- AIM OF THE EXERCISE
All lines in the records below with the word "shirt" must be returned.

(Stored data entries)
+ + + + +
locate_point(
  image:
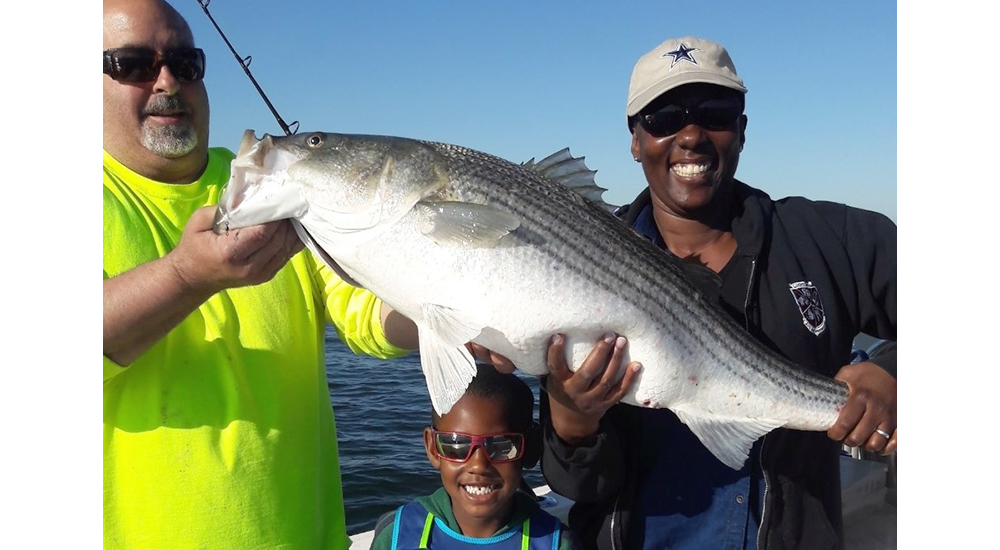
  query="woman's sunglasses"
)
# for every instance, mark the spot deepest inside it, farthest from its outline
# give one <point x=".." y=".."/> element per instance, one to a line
<point x="458" y="447"/>
<point x="143" y="64"/>
<point x="711" y="114"/>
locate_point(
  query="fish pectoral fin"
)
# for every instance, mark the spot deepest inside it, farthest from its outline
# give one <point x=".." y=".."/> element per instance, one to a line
<point x="729" y="439"/>
<point x="464" y="224"/>
<point x="318" y="251"/>
<point x="571" y="172"/>
<point x="448" y="369"/>
<point x="450" y="325"/>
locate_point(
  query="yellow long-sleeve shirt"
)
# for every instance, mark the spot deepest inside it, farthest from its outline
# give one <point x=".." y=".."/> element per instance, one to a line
<point x="222" y="434"/>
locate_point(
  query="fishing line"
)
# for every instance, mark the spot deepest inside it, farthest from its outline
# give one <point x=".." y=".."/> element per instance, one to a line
<point x="245" y="63"/>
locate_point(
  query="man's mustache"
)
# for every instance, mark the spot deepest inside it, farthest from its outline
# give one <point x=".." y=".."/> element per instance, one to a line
<point x="165" y="105"/>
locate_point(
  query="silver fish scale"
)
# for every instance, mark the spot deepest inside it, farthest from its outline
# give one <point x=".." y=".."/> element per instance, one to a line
<point x="642" y="271"/>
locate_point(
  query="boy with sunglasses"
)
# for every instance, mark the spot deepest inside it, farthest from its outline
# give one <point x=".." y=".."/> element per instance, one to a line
<point x="480" y="447"/>
<point x="805" y="277"/>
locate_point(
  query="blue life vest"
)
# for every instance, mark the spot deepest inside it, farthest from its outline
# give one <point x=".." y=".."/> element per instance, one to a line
<point x="415" y="527"/>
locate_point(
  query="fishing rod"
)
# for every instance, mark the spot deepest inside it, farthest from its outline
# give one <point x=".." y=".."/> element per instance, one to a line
<point x="245" y="63"/>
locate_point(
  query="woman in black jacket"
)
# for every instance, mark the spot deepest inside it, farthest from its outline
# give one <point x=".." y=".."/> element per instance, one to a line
<point x="803" y="277"/>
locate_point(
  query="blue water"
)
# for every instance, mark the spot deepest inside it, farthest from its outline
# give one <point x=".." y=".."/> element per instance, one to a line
<point x="382" y="408"/>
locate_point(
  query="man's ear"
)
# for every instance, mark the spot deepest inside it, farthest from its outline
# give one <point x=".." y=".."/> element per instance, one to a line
<point x="428" y="448"/>
<point x="532" y="446"/>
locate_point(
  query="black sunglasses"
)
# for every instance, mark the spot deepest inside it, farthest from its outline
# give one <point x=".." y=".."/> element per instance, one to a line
<point x="711" y="114"/>
<point x="458" y="446"/>
<point x="143" y="64"/>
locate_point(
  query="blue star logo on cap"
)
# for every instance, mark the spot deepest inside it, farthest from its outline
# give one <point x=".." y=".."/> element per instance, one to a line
<point x="682" y="53"/>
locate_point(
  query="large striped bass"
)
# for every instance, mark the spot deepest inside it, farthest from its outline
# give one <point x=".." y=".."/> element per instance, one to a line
<point x="475" y="248"/>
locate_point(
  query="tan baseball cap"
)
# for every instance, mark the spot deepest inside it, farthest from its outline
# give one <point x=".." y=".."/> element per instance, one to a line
<point x="676" y="62"/>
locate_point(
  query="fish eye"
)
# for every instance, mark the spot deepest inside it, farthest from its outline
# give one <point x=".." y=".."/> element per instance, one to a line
<point x="314" y="140"/>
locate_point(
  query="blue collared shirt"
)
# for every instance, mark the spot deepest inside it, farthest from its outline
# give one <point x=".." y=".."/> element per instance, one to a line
<point x="689" y="499"/>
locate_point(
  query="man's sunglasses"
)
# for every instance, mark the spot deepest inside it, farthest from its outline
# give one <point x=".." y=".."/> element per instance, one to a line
<point x="143" y="64"/>
<point x="458" y="447"/>
<point x="711" y="114"/>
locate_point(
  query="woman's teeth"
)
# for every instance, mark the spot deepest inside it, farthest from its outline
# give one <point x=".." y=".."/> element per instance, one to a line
<point x="688" y="170"/>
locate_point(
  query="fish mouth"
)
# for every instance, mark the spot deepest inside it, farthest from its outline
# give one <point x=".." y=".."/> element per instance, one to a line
<point x="259" y="166"/>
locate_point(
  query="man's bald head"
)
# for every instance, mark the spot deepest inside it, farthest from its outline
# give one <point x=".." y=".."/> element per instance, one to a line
<point x="158" y="129"/>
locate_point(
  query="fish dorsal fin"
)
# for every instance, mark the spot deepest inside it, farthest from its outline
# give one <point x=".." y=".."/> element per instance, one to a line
<point x="729" y="439"/>
<point x="464" y="224"/>
<point x="570" y="171"/>
<point x="447" y="364"/>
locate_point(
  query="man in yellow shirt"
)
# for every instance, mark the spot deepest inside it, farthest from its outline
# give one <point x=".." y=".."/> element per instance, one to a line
<point x="218" y="428"/>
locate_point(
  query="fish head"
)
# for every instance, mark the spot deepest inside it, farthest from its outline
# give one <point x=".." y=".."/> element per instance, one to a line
<point x="350" y="182"/>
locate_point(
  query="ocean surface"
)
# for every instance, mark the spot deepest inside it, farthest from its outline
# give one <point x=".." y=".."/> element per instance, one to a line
<point x="381" y="409"/>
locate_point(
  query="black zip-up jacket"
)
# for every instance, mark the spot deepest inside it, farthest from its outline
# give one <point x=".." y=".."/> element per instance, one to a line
<point x="849" y="256"/>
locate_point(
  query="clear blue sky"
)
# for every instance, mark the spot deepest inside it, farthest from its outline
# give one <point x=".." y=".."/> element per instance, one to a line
<point x="523" y="79"/>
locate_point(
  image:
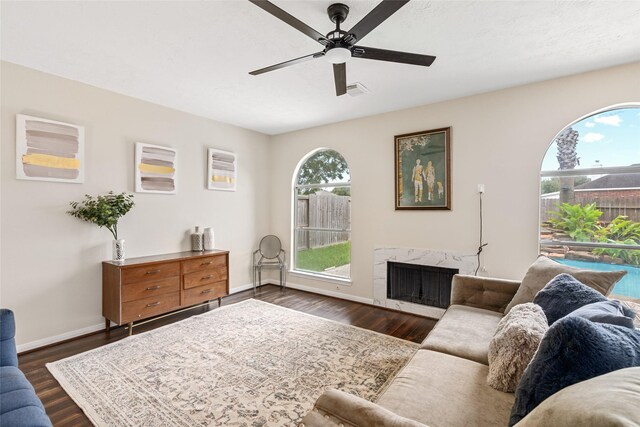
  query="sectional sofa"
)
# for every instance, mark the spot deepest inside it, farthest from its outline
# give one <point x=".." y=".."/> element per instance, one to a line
<point x="19" y="404"/>
<point x="445" y="383"/>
+ + + + +
- EXERCISE OUTPUT
  query="yellow long-sleeve shirt"
  query="blue collared shirt"
  query="man in yellow shirt"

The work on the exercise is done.